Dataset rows
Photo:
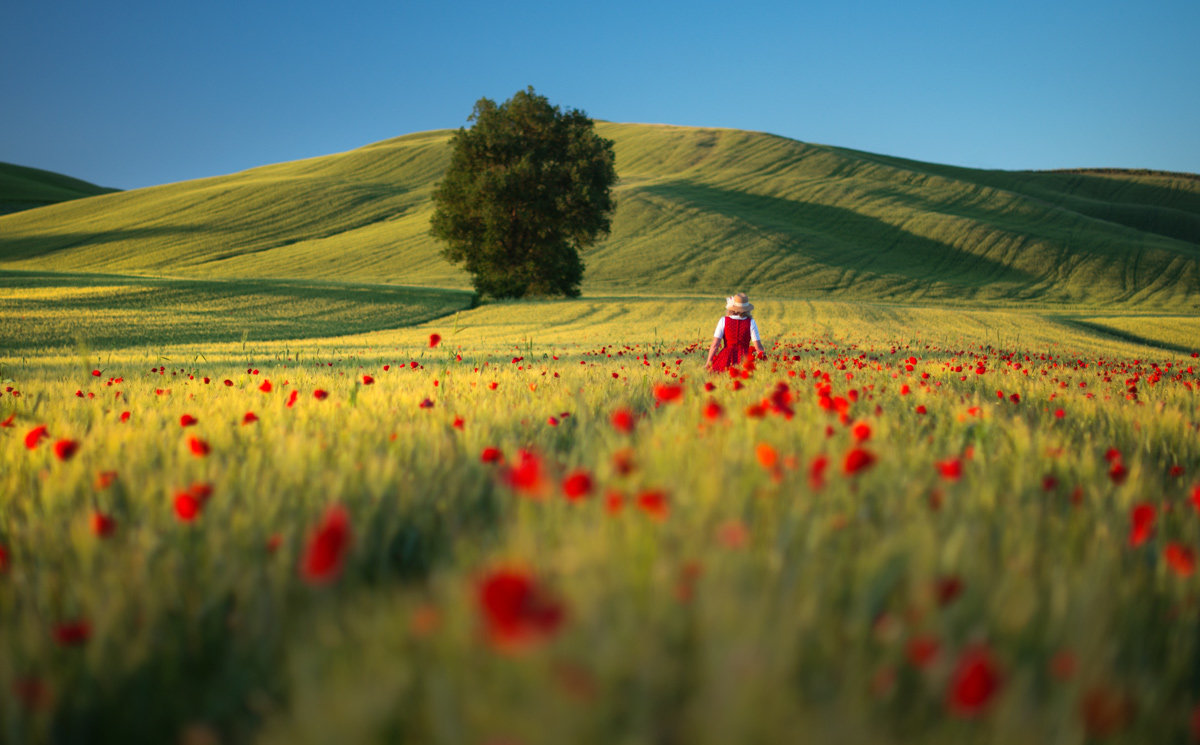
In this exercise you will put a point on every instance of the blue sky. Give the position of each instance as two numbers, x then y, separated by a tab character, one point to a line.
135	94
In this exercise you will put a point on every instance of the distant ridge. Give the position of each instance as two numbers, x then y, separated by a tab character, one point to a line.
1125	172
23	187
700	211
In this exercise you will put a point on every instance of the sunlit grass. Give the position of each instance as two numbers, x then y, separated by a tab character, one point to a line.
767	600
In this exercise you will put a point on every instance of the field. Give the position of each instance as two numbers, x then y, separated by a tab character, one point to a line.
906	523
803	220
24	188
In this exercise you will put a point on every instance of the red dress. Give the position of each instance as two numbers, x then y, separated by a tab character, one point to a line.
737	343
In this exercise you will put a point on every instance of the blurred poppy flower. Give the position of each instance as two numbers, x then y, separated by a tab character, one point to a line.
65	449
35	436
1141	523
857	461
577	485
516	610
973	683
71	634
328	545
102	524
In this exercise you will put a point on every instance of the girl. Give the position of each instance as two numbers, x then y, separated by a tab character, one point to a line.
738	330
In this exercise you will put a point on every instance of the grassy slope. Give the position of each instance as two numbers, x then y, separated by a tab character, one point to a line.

## Stated exercise:
Quote in full the listing given above; the images are to be left out.

## The completed task:
Photo:
In this exercise you will put a point on every instance of the blue sky. Give the position of each instance as two numbers, x then y, separated by a tab character, one point to a line.
135	94
In this exercise you will put a point on every instance of the distant ridge. Give the position of each instance as two numbers, x then y, separated by a tab character, one point to a line.
1125	172
23	187
700	211
In this exercise you will put a point on every instance of the sunlit grass. Give the position of each instance as two numbers, x then y, separated by a tab character, one point to a line.
767	600
In this exercise you will put a point on every instance of the field. Give the position of each instance as two numbers, x then y, separated by a tab character, one point to a line.
906	523
803	220
24	188
In this exercise you will put a point on every instance of the red dress. Give the position of each instance as two numbers, x then y, separated by a tab character, one point to a line.
737	343
In this exercise you will put a point on every instance of the blurred poppy flower. Give the position of each instance as two numbers, x then y, separated by a tab character, one point to a line.
65	449
35	436
1141	523
857	461
577	485
516	610
973	683
71	634
328	545
102	524
In this exercise you will put a point on every instance of the girl. Give the position of each instance as two numbers, x then y, separated by a tab character, one point to a line.
738	330
In this exercise you will put a point on every instance of the grassy slope. Give the position of each instance as two numbers, x then y, separated by a tab character, one point to a line.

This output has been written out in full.